* EXERCISE DETAILS: Please carry on the news passage about the DUP ending its boycott and Northern Ireland's return to government, starting after its final sentence.

* DOCUMENT SECTION:

* * *

The return to government came exactly two years after a DUP boycott over a dispute over trade restrictions on goods entering Northern Ireland from Great Britain. Northern Ireland’s 1.9 million residents were left without a functioning administration as the cost of living soared and public services were overwhelmed.

An open border between the North and the Republic was a key pillar of the peace process that ended the Troubles, so controls between Northern Ireland and the rest of the UK were introduced instead

An agreement between Britain and the EU a year ago, known as the Windsor Framework, eased customs checks and other hurdles but did not go far enough for the DUP, which continued its boycott.

The British government this week agreed to new changes that would remove routine checks and paperwork for most goods entering Northern Ireland, although some checks will remain in place for illegal goods or to prevent disease.

The new changes included laws confirming “Northern Ireland’s constitutional status” as part of the United Kingdom and giving local politicians “democratic control” over any future EU laws that could apply to Northern Ireland.

* * *

* AVAILABLE DATA:
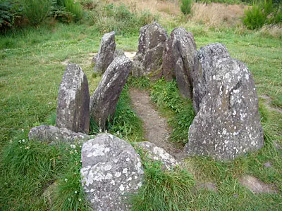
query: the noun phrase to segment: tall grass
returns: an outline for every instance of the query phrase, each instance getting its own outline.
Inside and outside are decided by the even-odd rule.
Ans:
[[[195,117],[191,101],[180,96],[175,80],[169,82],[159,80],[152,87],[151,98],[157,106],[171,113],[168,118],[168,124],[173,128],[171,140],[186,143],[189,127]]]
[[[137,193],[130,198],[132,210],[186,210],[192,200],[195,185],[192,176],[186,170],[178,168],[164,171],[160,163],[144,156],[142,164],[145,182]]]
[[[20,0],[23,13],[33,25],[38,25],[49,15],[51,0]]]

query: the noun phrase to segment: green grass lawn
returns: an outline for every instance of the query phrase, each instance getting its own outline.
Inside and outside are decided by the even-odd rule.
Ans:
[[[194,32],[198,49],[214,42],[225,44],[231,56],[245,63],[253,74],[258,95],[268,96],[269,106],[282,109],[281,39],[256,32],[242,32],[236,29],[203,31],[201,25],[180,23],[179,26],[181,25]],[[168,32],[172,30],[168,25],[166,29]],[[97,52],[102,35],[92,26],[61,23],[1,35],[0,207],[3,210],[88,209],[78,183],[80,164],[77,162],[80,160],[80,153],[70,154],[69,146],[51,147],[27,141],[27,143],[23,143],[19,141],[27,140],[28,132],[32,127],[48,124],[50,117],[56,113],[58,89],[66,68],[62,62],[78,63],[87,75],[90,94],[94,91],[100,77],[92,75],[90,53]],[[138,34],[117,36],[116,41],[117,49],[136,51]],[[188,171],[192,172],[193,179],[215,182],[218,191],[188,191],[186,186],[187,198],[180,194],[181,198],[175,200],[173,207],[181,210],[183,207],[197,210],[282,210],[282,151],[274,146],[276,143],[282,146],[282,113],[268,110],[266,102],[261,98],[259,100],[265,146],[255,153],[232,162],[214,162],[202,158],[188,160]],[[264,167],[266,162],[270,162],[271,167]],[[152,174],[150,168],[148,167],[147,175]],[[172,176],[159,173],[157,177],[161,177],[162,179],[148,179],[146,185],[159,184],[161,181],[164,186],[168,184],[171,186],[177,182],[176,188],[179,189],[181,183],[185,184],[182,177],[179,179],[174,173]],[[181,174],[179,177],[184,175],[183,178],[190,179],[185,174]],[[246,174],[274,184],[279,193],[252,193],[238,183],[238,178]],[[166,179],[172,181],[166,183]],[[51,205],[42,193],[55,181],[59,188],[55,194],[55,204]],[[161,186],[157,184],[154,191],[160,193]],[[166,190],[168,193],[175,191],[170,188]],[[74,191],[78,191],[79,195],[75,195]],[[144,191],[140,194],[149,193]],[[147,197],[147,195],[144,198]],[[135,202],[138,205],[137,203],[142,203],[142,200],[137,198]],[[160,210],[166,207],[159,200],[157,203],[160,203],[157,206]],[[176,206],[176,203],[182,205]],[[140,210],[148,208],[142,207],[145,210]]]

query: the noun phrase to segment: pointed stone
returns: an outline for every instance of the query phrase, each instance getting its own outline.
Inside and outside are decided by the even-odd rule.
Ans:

* * *

* OUTPUT OF THE EXERCISE:
The British government also agreed to give Northern Ireland more than 3 billion pounds ($3.8 billion) for its struggling public services once the Belfast government returns to work.

“I believe my party has delivered what many have said we could not deliver,” DUP leader Jeffrey Donaldson said outside the Stormont meeting room. “We have delivered changes that many said were not possible and I believe today is a good day for Northern Ireland, a day when our place in the UK and its single market is once again respected, protected in our law and restored so that all our people can enjoy the benefits of our union membership.”

Former DUP leader Edwin Poots was elected speaker of the chamber.